* Begin Entries provided *

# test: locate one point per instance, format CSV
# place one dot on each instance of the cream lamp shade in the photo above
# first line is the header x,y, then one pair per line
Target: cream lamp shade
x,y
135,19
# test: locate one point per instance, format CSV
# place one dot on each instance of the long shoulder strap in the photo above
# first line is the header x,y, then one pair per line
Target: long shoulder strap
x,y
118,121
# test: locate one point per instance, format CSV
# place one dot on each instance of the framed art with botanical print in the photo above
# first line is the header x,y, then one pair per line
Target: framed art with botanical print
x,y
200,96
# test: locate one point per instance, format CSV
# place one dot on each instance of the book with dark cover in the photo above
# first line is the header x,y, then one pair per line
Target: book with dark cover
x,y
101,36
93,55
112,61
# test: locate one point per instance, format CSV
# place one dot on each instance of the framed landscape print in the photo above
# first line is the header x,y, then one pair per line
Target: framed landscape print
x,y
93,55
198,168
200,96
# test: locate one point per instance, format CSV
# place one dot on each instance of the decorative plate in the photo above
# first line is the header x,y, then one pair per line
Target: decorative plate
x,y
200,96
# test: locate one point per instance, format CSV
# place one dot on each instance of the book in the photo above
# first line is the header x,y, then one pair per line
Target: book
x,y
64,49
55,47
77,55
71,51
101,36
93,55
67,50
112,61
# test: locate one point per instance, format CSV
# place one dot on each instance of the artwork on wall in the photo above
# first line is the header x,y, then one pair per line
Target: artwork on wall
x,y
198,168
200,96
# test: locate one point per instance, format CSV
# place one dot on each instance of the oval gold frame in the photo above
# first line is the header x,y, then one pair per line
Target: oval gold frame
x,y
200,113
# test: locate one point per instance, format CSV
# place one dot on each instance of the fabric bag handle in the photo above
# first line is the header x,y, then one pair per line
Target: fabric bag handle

* End Entries provided *

Rewrite all of the material above as a JSON array of strings, one string per line, leaving out any blank lines.

== Answer to this problem ==
[
  "# test: locate one point per instance, format CSV",
  "# place one dot on each instance of the cream lamp shade in the photo above",
  "# first line is the header x,y, then one pair per line",
  "Target: cream lamp shade",
  "x,y",
  "135,19",
  "# test: locate one point per instance, format CSV",
  "# place one dot on each instance of the long shoulder strap in the photo above",
  "# first line is the header x,y, then one pair per line",
  "Target: long shoulder strap",
  "x,y",
  "118,121",
  "# test: locate one point per instance, format CSV",
  "# place one dot on each instance of the framed art with botanical print in the photo above",
  "# first line is the header x,y, then one pair per line",
  "Target: framed art with botanical print",
  "x,y",
  "200,96",
  "# test: locate one point per instance, format CSV",
  "# place one dot on each instance of the book with dark cover in the photo above",
  "# first line is the header x,y, then one pair per line",
  "Target: book with dark cover",
  "x,y",
  "101,36",
  "93,55",
  "112,61",
  "# test: locate one point per instance, format CSV",
  "# place one dot on each instance of the framed landscape print in the photo above",
  "# first line is the header x,y, then one pair per line",
  "Target: framed landscape print",
  "x,y",
  "93,55",
  "198,168",
  "200,96",
  "# test: locate one point per instance, format CSV",
  "# place one dot on each instance of the decorative plate in the photo above",
  "# first line is the header x,y, then one pair per line",
  "Target: decorative plate",
  "x,y",
  "200,96",
  "# test: locate one point per instance, format CSV",
  "# place one dot on each instance of the book in the photo above",
  "# first line is the header x,y, then one pair per line",
  "Target: book",
  "x,y",
  "64,49",
  "55,47",
  "77,55",
  "71,51",
  "101,36",
  "93,55",
  "67,50",
  "112,61",
  "# test: locate one point per instance, format CSV",
  "# place one dot on each instance of the artwork on wall in the photo above",
  "# first line is the header x,y, then one pair per line",
  "Target: artwork on wall",
  "x,y",
  "198,168",
  "200,96",
  "# test: locate one point per instance, format CSV",
  "# place one dot on each instance of the oval gold frame in the photo above",
  "# first line is the header x,y, then one pair per line",
  "Target: oval gold frame",
  "x,y",
  "200,113",
  "# test: locate one point per instance, format CSV",
  "# place one dot on each instance of the fabric bag handle in the photo above",
  "# first line is the header x,y, then one pair per line",
  "Target: fabric bag handle"
]